**DATA TO USE:**
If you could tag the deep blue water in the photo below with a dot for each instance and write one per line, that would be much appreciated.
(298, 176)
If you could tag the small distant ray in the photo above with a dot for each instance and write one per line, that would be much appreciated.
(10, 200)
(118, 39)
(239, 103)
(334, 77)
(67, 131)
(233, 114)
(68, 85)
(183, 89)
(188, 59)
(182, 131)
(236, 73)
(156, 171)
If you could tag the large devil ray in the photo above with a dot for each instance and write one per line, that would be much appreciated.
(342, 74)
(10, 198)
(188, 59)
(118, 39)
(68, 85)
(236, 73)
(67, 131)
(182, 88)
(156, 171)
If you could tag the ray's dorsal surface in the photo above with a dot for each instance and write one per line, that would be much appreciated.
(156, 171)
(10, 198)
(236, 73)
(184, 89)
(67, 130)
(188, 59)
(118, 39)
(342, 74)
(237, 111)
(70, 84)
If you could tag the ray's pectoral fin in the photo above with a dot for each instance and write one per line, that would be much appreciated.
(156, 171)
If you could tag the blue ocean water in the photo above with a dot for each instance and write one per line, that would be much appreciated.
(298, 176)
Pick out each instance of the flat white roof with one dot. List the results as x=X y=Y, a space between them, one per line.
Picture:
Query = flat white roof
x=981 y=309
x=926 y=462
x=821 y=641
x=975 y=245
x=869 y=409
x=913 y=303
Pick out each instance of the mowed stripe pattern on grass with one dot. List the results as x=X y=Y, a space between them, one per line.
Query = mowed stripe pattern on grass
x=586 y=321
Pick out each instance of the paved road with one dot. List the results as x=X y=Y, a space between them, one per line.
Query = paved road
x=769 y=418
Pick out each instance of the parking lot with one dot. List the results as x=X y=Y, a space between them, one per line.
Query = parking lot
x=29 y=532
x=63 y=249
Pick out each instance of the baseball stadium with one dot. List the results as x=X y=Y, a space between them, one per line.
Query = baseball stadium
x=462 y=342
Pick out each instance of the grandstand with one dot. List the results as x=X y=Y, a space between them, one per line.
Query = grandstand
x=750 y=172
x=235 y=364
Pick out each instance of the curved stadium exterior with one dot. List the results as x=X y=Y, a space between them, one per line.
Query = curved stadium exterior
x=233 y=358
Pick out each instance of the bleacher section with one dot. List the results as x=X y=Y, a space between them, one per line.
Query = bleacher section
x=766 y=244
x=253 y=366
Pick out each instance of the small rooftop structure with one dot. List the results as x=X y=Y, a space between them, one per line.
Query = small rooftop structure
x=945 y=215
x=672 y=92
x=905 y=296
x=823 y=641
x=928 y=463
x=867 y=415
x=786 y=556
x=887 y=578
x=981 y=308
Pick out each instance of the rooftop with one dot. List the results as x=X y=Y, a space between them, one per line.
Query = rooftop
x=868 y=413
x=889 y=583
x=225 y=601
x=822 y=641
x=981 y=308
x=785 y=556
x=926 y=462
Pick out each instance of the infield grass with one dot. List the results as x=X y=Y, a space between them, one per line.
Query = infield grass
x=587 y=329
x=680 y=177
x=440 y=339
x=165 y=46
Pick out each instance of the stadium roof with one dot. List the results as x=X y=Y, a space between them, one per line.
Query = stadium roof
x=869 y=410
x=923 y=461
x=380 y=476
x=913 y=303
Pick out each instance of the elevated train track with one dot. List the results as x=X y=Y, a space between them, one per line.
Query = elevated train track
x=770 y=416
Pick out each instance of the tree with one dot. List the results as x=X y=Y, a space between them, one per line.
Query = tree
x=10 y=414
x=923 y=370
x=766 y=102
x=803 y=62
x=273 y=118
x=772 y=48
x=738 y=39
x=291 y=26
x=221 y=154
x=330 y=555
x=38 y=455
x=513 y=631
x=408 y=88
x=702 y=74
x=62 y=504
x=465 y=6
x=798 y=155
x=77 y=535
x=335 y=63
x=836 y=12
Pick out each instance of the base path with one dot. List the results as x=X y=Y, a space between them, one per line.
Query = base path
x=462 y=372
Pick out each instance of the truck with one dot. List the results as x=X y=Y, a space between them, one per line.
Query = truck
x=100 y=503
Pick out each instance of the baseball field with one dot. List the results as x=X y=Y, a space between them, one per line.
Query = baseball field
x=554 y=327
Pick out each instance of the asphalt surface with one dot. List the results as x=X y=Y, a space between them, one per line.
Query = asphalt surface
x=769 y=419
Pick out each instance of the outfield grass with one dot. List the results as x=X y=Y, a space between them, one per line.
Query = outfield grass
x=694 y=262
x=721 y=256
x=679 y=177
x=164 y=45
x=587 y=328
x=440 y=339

**YOUR INSTRUCTIONS:** Give every entry again in full, precisely as written above.

**RESULT OF THE EXERCISE:**
If you could tag the deep blue water in the photo below with a dot for each instance and write one per line, that would be much appreciated.
(298, 176)
If you could tag the small distant ray in the photo above with a dot for each instance and write one per line, that would be much appreciated.
(10, 200)
(118, 39)
(239, 103)
(334, 77)
(67, 131)
(233, 114)
(68, 85)
(183, 89)
(188, 59)
(182, 131)
(236, 73)
(156, 171)
If you could tag the large devil ray in the photo above with a dot for each instance and write one per line, that would be much appreciated.
(342, 74)
(10, 198)
(188, 59)
(118, 39)
(68, 85)
(236, 73)
(67, 131)
(182, 88)
(156, 171)
If you could tag the ray's dorsal surface in the photo above with a dot for each instance and write one per line, that would be much appreciated.
(156, 171)
(10, 198)
(236, 73)
(184, 89)
(67, 130)
(188, 59)
(118, 39)
(342, 74)
(237, 111)
(70, 84)
If you could tag the ray's pectoral fin in the photo above with a dot for each instance and write one per line, that would be much appreciated.
(156, 171)
If you could tag the blue ocean water in the photo above with a dot for each instance and write one per line, that would be much appreciated.
(298, 176)
Pick out each instance of the flat white roof with one dot. List the results as x=X y=Y, a space between them, one per line.
Picture:
Query = flat white roof
x=981 y=309
x=926 y=462
x=821 y=641
x=975 y=245
x=869 y=409
x=913 y=303
Pick out each instance of the mowed stripe pattern on grass with one dot. List the results as x=X y=Y, a space between them, one per line.
Query = mowed stripe pattern on grass
x=586 y=321
Pick out each instance of the paved road with one dot. List the results as x=X y=Y, a space between them, one per line.
Query = paved road
x=769 y=418
Pick out each instance of the parking lot with one dot. List the results as x=X y=Y, a space between them, one per line.
Query = parking lot
x=29 y=532
x=63 y=249
Pick out each instance of the baseball stadium with one dot. List the results as x=X y=Y, a space between them, one per line.
Query = baseball stadium
x=462 y=342
Pick out each instance of the grandstand with one dot. List the results as x=X y=Y, a space between them, one per line.
Query = grandstand
x=750 y=172
x=235 y=364
Pick out each instance of the curved stadium exterior with one dot. List the results as x=X y=Y, a space between them, one per line.
Query = curved stadium exterior
x=233 y=358
Pick out each instance of the bleacher section with one dot. List the results as x=X y=Y, a space between them, one per line.
Query = bleacher section
x=766 y=244
x=253 y=366
Pick out each instance of the small rooftop structure with one dot. List the results as x=X y=Y, a space between them, one per line.
Query = small rooftop structure
x=945 y=215
x=672 y=92
x=905 y=296
x=823 y=641
x=928 y=463
x=867 y=415
x=786 y=556
x=887 y=578
x=981 y=308
Pick out each instance of the rooftop with one dot. List the results as x=X y=Y, a space between them, one per line.
Query = rooftop
x=868 y=413
x=889 y=583
x=225 y=601
x=822 y=641
x=981 y=308
x=785 y=556
x=926 y=462
Pick out each instance of the infield grass with one dot. List the results as x=X y=Y, a space between them, one per line.
Query = infield grass
x=587 y=329
x=680 y=177
x=440 y=339
x=165 y=46
Pick out each instance of the stadium roof with one dot. List the results as x=X y=Y, a space between them, one per line.
Query = stadium roof
x=869 y=410
x=923 y=461
x=380 y=476
x=913 y=303
Pick out each instance of the elevated train track with one dot. List the results as x=X y=Y, a space between them, one per line.
Query = elevated train track
x=770 y=416
Pick out each instance of the tree with one dot. List the results as x=X y=Y, a space between them, one per line.
Query = tree
x=10 y=414
x=923 y=370
x=766 y=102
x=803 y=62
x=273 y=118
x=772 y=48
x=738 y=39
x=291 y=26
x=221 y=154
x=330 y=555
x=38 y=455
x=513 y=631
x=408 y=88
x=702 y=74
x=62 y=504
x=465 y=6
x=798 y=155
x=77 y=535
x=335 y=63
x=836 y=12
Pick out each instance of the base path with one dot. List the results as x=X y=Y, a space between them, one per line.
Query = base path
x=462 y=372
Pick out each instance of the truck with one dot. List the results as x=X y=Y, a space between them, one per line.
Query = truck
x=100 y=503
Pick out each instance of the baseball field with one dot. List the results as x=X y=Y, a space between them, one per line.
Query = baseball field
x=554 y=327
Pick out each instance of the asphalt surface with one dot. List the results as x=X y=Y, a space between them, one per line.
Query = asphalt surface
x=769 y=419
Pick out each instance of the outfield grass with one dot. List the results as x=X y=Y, a space between them, one per line.
Query = outfield grass
x=694 y=262
x=721 y=256
x=679 y=177
x=164 y=45
x=587 y=328
x=440 y=339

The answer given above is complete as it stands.